§ **Brief**: Please rescale the entries from the line with "house roof | locate" to the line with "top-left (238, 43), bottom-right (472, 297)", both lines included, and give every line in that range again, requests too. Multiply each coordinate in the answers by 2.5 and round to whole numbers with halves going up, but leave the requests and their format samples unchanged.

--- Data to process ---

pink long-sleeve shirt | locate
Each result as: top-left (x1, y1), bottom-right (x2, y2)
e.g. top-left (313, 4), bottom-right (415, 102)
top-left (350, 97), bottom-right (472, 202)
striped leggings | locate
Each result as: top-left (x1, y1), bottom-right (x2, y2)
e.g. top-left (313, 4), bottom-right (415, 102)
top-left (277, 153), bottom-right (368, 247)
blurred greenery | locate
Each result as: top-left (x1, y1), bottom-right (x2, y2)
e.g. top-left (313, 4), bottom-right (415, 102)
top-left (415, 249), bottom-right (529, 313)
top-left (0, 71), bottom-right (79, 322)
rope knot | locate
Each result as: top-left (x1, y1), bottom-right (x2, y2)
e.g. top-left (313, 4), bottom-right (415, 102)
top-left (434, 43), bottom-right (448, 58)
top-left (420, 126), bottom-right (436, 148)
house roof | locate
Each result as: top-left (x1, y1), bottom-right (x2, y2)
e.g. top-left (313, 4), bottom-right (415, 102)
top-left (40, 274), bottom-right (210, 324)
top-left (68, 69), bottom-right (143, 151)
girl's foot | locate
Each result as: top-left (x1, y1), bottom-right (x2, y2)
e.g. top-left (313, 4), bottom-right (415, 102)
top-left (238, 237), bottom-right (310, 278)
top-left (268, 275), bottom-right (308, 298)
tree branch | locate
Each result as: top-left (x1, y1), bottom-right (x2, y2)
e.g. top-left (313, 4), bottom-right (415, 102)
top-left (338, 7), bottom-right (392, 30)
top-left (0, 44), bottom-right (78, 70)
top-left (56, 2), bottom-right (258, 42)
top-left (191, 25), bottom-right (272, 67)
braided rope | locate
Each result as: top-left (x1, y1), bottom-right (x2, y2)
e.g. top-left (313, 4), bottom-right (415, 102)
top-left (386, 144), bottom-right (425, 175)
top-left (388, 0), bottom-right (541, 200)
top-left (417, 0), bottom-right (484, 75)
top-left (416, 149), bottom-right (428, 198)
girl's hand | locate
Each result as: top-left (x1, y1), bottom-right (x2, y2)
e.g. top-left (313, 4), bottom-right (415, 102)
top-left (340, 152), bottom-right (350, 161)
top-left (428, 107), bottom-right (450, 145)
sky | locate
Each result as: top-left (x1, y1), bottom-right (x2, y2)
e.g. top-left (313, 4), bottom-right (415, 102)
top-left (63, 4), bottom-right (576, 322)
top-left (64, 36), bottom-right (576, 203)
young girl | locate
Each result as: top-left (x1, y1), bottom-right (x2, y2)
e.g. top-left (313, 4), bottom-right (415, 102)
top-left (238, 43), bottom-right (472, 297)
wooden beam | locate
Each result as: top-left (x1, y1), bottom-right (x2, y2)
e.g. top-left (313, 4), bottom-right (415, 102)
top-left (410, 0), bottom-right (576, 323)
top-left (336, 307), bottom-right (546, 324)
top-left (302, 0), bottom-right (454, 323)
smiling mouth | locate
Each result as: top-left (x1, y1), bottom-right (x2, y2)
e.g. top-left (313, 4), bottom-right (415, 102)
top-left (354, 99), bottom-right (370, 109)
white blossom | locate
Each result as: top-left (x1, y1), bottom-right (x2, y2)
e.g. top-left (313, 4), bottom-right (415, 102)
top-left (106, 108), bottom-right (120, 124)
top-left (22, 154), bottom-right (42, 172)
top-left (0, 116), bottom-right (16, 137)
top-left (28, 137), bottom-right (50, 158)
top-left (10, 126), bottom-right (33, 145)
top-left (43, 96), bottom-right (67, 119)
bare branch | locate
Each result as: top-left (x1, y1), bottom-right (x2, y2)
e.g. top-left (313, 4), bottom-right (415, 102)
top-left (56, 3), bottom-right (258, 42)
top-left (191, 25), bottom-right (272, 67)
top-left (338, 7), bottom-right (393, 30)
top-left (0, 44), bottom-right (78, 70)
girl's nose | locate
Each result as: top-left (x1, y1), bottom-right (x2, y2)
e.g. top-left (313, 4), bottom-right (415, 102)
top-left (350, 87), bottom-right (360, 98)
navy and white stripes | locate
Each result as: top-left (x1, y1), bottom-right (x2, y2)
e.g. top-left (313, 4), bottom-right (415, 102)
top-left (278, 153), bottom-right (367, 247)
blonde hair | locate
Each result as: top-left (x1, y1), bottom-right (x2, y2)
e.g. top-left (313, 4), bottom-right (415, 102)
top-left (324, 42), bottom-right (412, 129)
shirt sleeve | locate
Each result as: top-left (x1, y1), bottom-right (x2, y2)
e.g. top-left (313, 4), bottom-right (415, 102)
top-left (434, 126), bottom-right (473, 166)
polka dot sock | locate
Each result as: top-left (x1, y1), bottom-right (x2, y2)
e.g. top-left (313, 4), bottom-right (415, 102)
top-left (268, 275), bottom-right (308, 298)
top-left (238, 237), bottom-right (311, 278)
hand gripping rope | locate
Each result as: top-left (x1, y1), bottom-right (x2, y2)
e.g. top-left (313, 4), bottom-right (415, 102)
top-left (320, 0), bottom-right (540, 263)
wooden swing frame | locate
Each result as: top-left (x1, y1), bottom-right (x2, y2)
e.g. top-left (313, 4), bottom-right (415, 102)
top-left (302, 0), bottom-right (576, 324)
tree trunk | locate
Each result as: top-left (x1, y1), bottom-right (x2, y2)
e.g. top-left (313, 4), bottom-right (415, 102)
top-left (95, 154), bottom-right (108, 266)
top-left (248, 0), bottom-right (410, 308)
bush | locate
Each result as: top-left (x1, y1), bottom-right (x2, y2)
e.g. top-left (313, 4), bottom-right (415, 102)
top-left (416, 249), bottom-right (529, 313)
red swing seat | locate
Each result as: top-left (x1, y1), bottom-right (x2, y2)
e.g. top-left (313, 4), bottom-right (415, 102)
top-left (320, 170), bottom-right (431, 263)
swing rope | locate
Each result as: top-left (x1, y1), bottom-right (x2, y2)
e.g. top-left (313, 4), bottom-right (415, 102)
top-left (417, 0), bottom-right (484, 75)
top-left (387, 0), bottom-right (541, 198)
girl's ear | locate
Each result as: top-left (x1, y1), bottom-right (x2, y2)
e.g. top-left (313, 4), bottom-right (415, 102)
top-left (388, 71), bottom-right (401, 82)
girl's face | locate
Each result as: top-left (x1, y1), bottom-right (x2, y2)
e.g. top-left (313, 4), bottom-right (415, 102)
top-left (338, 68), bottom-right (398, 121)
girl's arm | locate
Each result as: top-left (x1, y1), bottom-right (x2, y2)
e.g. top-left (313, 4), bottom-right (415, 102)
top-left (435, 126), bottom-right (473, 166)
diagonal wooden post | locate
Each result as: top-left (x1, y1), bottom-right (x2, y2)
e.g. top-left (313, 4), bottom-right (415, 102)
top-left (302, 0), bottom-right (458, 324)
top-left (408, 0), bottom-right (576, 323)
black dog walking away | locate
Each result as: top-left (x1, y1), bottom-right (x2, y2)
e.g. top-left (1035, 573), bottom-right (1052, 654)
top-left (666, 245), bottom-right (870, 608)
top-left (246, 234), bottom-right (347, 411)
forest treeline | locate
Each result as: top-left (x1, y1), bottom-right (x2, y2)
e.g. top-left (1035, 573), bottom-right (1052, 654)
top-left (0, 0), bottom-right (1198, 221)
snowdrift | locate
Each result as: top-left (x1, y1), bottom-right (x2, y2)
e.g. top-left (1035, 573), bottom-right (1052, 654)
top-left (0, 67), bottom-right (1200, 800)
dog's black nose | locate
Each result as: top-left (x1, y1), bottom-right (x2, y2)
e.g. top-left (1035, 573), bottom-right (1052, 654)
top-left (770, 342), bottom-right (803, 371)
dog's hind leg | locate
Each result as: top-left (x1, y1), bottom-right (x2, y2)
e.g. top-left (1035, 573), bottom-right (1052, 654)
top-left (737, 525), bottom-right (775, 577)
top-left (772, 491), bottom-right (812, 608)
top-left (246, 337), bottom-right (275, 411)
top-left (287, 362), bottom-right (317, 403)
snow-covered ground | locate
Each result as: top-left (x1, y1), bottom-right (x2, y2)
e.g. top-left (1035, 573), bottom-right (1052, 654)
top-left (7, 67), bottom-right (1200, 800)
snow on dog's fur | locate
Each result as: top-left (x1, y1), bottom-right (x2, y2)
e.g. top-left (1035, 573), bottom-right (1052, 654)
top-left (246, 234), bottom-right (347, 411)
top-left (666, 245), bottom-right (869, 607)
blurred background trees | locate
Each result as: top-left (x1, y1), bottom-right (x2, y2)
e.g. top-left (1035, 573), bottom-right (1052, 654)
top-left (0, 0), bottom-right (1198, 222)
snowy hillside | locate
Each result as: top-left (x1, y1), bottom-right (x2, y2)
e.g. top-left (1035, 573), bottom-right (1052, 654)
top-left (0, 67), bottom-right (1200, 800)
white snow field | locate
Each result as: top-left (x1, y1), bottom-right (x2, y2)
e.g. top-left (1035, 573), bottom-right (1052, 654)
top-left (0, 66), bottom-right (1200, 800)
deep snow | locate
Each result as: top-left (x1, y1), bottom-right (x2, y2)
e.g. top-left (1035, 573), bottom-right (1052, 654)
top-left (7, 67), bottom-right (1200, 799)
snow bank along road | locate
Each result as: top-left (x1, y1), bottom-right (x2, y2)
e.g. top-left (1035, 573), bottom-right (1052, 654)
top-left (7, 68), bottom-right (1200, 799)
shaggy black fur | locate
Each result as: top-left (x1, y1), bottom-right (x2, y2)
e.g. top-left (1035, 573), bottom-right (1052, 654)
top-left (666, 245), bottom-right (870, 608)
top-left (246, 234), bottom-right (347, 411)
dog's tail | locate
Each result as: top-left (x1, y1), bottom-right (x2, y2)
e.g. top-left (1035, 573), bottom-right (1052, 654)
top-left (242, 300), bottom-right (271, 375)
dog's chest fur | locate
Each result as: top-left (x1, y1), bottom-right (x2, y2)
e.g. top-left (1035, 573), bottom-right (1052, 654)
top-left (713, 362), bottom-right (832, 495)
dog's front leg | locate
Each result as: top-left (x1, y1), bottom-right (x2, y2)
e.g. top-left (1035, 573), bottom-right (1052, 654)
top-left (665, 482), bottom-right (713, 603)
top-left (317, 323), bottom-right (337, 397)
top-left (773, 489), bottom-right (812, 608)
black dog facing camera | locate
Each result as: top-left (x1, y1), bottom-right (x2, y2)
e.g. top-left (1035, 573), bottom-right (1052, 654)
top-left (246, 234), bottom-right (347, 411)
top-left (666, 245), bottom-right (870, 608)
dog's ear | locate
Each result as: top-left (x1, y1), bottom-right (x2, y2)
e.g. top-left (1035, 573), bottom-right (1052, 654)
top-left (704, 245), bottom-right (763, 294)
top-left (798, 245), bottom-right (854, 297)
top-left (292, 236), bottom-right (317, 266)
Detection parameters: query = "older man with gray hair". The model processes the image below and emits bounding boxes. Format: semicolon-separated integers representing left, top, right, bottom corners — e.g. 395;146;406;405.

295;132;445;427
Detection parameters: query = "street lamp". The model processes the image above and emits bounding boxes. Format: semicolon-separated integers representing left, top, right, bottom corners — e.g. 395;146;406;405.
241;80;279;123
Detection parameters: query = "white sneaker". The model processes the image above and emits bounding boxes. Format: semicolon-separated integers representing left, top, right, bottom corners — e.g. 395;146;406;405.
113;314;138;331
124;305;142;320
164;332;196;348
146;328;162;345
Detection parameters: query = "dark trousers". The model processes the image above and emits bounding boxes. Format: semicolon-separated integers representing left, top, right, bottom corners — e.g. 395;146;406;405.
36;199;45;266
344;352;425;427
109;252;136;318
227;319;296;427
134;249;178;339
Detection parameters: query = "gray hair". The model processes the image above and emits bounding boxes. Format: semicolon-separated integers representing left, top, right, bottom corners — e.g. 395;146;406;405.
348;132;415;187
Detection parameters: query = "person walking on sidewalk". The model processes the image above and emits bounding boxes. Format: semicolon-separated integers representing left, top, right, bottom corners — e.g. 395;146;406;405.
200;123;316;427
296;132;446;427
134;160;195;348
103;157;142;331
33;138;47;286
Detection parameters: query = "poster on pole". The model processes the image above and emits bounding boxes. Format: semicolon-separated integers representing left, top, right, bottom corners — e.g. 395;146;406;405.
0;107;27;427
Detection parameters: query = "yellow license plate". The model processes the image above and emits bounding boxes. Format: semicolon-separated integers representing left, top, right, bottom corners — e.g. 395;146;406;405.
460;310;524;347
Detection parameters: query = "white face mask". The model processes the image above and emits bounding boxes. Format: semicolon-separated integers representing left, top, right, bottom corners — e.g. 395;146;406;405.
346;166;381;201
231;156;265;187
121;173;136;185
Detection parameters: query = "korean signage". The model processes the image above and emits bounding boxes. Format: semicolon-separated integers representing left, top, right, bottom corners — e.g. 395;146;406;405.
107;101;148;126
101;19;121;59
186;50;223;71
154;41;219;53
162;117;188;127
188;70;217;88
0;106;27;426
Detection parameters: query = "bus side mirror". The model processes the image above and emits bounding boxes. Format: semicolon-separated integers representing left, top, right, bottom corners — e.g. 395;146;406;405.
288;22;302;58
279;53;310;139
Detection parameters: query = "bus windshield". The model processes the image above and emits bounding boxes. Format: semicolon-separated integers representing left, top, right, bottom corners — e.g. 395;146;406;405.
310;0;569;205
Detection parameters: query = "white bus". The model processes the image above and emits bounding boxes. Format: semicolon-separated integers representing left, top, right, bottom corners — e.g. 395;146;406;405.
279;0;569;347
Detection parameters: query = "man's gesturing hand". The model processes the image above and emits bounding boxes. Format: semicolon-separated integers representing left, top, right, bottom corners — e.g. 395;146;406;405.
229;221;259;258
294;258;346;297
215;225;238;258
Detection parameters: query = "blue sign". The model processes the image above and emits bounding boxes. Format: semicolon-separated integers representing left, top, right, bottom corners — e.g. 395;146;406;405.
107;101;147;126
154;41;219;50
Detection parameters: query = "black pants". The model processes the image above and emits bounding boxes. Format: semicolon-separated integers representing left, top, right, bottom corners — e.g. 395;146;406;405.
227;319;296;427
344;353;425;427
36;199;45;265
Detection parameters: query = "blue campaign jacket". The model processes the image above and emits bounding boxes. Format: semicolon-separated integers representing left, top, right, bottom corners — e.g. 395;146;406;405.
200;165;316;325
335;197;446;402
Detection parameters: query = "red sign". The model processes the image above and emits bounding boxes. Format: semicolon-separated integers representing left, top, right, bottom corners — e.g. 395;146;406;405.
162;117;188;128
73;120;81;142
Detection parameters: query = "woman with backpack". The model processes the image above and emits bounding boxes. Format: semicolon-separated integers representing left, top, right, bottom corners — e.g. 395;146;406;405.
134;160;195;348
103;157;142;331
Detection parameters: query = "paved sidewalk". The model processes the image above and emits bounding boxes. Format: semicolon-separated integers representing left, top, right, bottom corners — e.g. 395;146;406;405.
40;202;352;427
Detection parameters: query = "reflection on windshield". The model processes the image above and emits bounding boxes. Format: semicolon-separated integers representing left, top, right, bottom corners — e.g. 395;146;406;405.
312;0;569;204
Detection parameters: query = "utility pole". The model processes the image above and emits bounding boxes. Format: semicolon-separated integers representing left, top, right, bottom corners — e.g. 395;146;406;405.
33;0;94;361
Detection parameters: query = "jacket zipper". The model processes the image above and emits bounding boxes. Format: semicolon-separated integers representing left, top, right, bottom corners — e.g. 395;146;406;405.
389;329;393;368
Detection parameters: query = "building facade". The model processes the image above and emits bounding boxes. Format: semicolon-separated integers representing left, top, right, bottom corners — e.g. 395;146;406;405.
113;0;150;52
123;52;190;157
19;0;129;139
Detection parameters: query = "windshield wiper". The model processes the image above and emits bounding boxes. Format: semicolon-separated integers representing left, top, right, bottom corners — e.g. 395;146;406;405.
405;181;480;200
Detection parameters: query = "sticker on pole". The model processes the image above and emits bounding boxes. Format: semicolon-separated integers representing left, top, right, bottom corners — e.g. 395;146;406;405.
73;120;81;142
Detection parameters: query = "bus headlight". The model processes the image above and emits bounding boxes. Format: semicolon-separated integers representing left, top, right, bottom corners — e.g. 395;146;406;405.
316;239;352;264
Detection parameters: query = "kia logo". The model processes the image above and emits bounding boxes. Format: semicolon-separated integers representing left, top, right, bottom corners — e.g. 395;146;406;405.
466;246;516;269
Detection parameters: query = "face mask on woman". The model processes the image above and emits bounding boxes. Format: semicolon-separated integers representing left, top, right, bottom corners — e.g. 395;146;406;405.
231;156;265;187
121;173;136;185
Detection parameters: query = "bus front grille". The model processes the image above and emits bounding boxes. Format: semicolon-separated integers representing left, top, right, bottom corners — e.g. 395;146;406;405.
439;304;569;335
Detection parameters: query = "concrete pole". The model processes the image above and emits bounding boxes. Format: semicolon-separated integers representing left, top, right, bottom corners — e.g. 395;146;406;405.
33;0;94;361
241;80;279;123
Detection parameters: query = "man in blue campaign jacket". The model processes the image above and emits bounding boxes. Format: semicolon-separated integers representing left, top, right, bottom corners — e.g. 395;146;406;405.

---

§ **The result**:
house roof | locate
Each result as: top-left (x1, y1), bottom-right (x2, y2)
e.g. top-left (313, 4), bottom-right (415, 102)
top-left (100, 685), bottom-right (525, 810)
top-left (170, 173), bottom-right (358, 378)
girl's foot | locate
Each result as: top-left (x1, y1), bottom-right (x2, y2)
e.g. top-left (313, 4), bottom-right (415, 102)
top-left (595, 593), bottom-right (775, 695)
top-left (670, 688), bottom-right (770, 745)
tree branch | locate
Each result as: top-left (x1, y1), bottom-right (x2, y2)
e.g. top-left (313, 4), bottom-right (415, 102)
top-left (845, 18), bottom-right (980, 75)
top-left (0, 110), bottom-right (195, 175)
top-left (140, 5), bottom-right (645, 105)
top-left (478, 63), bottom-right (680, 168)
braided rope | locate
Each result as: top-left (x1, y1), bottom-right (x2, y2)
e.g. top-left (313, 4), bottom-right (415, 102)
top-left (965, 360), bottom-right (1063, 438)
top-left (970, 0), bottom-right (1353, 500)
top-left (1043, 0), bottom-right (1210, 188)
top-left (1040, 373), bottom-right (1070, 495)
girl's hand | locate
Each result as: top-left (x1, y1), bottom-right (x2, y2)
e.g. top-left (313, 4), bottom-right (415, 102)
top-left (850, 380), bottom-right (875, 403)
top-left (1070, 268), bottom-right (1125, 363)
sky | locate
Each result as: top-left (x1, y1), bottom-right (x2, y2)
e.g. top-left (313, 4), bottom-right (415, 102)
top-left (158, 10), bottom-right (1440, 805)
top-left (160, 90), bottom-right (1440, 508)
young girl | locate
Each result as: top-left (x1, y1), bottom-right (x2, y2)
e.g. top-left (313, 4), bottom-right (415, 102)
top-left (595, 108), bottom-right (1180, 743)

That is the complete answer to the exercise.